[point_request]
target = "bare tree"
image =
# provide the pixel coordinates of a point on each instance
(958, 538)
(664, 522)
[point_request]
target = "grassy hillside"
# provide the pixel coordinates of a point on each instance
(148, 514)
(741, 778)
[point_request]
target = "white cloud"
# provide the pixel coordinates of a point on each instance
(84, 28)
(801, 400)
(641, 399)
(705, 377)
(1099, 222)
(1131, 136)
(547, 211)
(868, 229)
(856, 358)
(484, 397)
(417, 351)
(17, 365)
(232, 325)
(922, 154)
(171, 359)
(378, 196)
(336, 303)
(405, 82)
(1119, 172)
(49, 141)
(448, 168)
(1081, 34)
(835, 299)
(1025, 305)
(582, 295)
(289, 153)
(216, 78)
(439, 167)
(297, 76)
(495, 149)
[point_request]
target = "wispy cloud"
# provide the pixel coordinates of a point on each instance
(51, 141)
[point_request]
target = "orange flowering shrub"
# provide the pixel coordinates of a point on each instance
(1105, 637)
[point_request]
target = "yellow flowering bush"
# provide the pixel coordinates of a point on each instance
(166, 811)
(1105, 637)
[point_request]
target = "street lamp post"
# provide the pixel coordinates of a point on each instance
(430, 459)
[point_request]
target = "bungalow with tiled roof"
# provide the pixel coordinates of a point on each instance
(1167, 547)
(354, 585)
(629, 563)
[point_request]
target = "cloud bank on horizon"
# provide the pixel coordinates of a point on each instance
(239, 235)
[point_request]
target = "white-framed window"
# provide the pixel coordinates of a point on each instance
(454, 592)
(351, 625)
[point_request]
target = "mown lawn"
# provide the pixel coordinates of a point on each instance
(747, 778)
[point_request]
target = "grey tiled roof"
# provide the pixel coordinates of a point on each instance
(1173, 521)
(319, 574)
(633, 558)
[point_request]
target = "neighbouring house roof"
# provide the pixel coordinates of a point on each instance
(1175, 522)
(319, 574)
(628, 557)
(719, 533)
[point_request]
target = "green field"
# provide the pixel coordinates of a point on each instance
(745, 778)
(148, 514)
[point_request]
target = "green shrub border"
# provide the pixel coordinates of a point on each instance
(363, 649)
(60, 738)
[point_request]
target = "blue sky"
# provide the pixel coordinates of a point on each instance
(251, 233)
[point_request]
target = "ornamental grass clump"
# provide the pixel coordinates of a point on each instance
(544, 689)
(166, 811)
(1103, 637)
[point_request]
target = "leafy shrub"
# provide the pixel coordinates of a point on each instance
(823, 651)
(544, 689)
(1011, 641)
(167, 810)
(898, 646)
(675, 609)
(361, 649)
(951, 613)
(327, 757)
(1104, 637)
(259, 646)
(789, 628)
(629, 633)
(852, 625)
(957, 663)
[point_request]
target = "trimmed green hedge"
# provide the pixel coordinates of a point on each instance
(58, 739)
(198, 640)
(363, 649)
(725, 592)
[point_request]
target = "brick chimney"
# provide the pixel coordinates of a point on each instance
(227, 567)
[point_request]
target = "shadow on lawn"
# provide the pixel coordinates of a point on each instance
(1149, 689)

=== SET EXERCISE ===
Each record must be repeated exactly as it is.

=== EXERCISE OUTPUT ===
[point_request]
target = "bare tree"
image =
# provide the pixel coordinates of a point on each instance
(958, 538)
(664, 522)
[point_request]
target = "grassy hillside"
# provide the pixel coordinates of a point on each instance
(148, 514)
(741, 778)
[point_request]
target = "white cloud"
# provide the pixel coordinates of a point on each instance
(84, 28)
(801, 400)
(641, 399)
(705, 377)
(1099, 222)
(1131, 136)
(547, 211)
(868, 229)
(856, 358)
(484, 397)
(417, 351)
(17, 365)
(232, 325)
(922, 154)
(171, 359)
(378, 196)
(336, 303)
(405, 82)
(1119, 172)
(49, 141)
(448, 168)
(1081, 34)
(835, 299)
(1025, 305)
(582, 295)
(289, 153)
(216, 78)
(439, 167)
(297, 76)
(495, 149)
[point_request]
target = "wispy cloud"
# provide the pixel coordinates of a point on each instance
(51, 141)
[point_request]
target = "orange flowering shrub"
# provide the pixel coordinates of a point on each instance
(1105, 637)
[point_request]
target = "yellow flowering bush"
# provide the pixel coordinates of a point on each instance
(166, 811)
(1105, 637)
[point_request]
target = "street lamp post"
# provide the pixel coordinates of a point on each instance
(430, 459)
[point_request]
target = "bungalow with tiled roof"
# provide the pixel coordinates of a point on each instance
(1167, 547)
(354, 585)
(629, 563)
[point_request]
target = "cloud bank on horizon"
# provide the pixel coordinates of a point on each instance
(239, 235)
[point_request]
target = "white-framed window"
# provide the pixel coordinates of a point on each instance
(454, 592)
(351, 625)
[point_request]
target = "mown lawn"
# provide the pixel coordinates of a point on each instance
(747, 778)
[point_request]
target = "grey tiled roof"
# provide the pixel coordinates of a point on each instance
(1173, 521)
(319, 574)
(633, 558)
[point_request]
target = "neighbouring house roof"
# provide the pixel coordinates of a point on each instance
(1175, 522)
(319, 574)
(628, 557)
(719, 533)
[point_request]
target = "green field"
# provide the pixel coordinates of a point on each instance
(745, 778)
(148, 514)
[point_request]
target = "green shrub border"
# provide the pixel coordinates of a point on each instance
(363, 649)
(60, 738)
[point_request]
target = "blue sky"
# provide the pixel coordinates of a point on each instance
(251, 233)
[point_request]
target = "ornamental grass clump"
# provide the pixel coordinates of a point on each instance
(544, 689)
(166, 811)
(1103, 637)
[point_request]
target = "leafy shrub"
# provide the pixel coordinates of a point on each instance
(823, 651)
(544, 689)
(1011, 641)
(167, 810)
(898, 646)
(675, 609)
(361, 649)
(951, 613)
(327, 757)
(1104, 637)
(259, 646)
(789, 628)
(629, 633)
(852, 625)
(957, 663)
[point_request]
target = "trimmed green hedge"
# provide the pixel coordinates of a point on each instance
(58, 739)
(198, 640)
(363, 649)
(725, 592)
[point_request]
target = "brick chimney"
# provide the pixel coordinates of a point on each instance
(227, 567)
[point_request]
target = "shadow on lawn"
# provide the pixel coordinates of a point on each instance
(1149, 689)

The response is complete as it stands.